▸ List of tasks
• A. List every system that the experiment platform comprises, according to the passage below on C5F10O gas and copper compatibility.
• B. Pick up the passage below on C5F10O gas and copper compatibility after its final sentence and continue it.

▸ Page extract

----

Although studies have investigated the insulation properties and arc extinguishing characteristics of the C5F10O gas mixture, only few have examined the compatibility of this gas mixture with metal materials. The insulating medium used in electrical equipment should show good compatibility with the metal materials inside this equipment. Copper is widely used as a conductive material in various equipment, including GIS. When using this equipment, the temperature of the conductive copper material increases due to the thermal effect of the current, whereas the poor contact of the conductive contacts may cause partial overheating [17,18]. Therefore, the compatibility of the C5F10O gas mixture with metal materials at different temperatures is of great significance in extending the service life and ensuring the safe and stable operation of equipment.
In this paper, a gas–solid compatibility experiment platform was designed to investigate the compatibility of C5F10O/N2, C5F10O/air gas mixture, and copper materials when aging at different temperatures [19]. The surface morphology and element content of the gas decomposition products and copper samples after the experiments were studied by using a gas chromatography mass spectrometer (GC–MS), field emission scanning electron microscope (FESEM), and X-ray photoelectron spectroscopy (XPS). The interaction principle of the C5F10O on the Cu13 nanocluster surface was calculated via simulation. The related findings provide a reference for the engineering application of C5F10O gas mixture instead of SF6.

2. Experiment Platform

The experiment platform shown in Figure 1 mainly comprises a heating system, a temperature feedback monitoring control system, and a detection system. The heating system includes a heat source and a copper outer casing outside of the heat source, whereas the heat source transfers heat to the surface of the heating device through the copper outer casing. The copper shell has the same material as the experiment copper sheet sample, whereas the air chamber shell is made from stainless steel. To prevent the heating device from transmitting the high temperature to the inner wall of the air chamber, the heating device does not directly contact the air chamber wall, thereby avoiding stainless steel interference during the experiments. The temperature feedback monitoring control system includes a temperature sensor and a proportional–integral–derivative (PID) controller. The copper sample and temperature sensor for the PID controller feedback control are fixed on the copper casing to monitor the temperature of the copper sample in real time and to control the experiment process. The detection system includes GC–MS and FESEM. GC–MS is a GCMS-QP2010 Ultra manufactured by Shimadzu for analyzing the composition of matter in gas mixture. The column type, film thickness, length, inner diameter, inlet temperature, and mass ion source temperature were CP-SIL 5 CB, 8 μm, 60 m, 0.32 mm, 200 °C, and 200 °C, respectively [20]. This tool can also be used to check whether C5F10O decomposes after coming in contact with the C5F10O/N2 and C5F10O/air gas mixture under different temperature conditions. FESEM is a Zeiss SIGMA FESEM produced by Carl Zeiss for observing the surface morphology of the test sample. The acceleration voltage range of FESEM is 0.1–30 kV, and the maximum resolution is 1.3 nm at 20 kV. The changes in the microstructure of the copper surface after coming into contact with the C5F10O/N2 and C5F10O/air gas mixture under different temperature conditions are also studied.

----

▸ Recorded data
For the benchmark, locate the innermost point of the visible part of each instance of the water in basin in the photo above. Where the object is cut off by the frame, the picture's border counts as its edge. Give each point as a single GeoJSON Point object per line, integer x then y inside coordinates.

----

▸ Answers for the tasks
• A.
- Heating system
- Temperature feedback monitoring control system
- Detection system

• B.
The copper samples were fastened to the surface of the copper casing before performing the experiments in order for the samples to adhere to the heat source during the experiments. The C5F10O gas has a volume fraction of 7.5%. After the gas filling, the mixtures were allowed to stand for 24 h to thoroughly mix the gas mixture. The experiment group temperatures were 120 °C, 170 °C, and 220 °C, whereas the heating time was 8 h. After 1 h of natural cooling, the experiment was terminated. Given that the C5F10O gas at a pressure of 0.1 MPa had a liquefaction temperature of 26.9 °C, the compatibility of the pure C5F10O gas with the copper material at a gas pressure of 0.3 MPa cannot be studied. Therefore, the pressure of the pure C5F10O gas was set to 0.1 MPa for the experimental group, and the results are compared with those of the C5F10O/N2 and C5F10O/air gas mixture experimental group.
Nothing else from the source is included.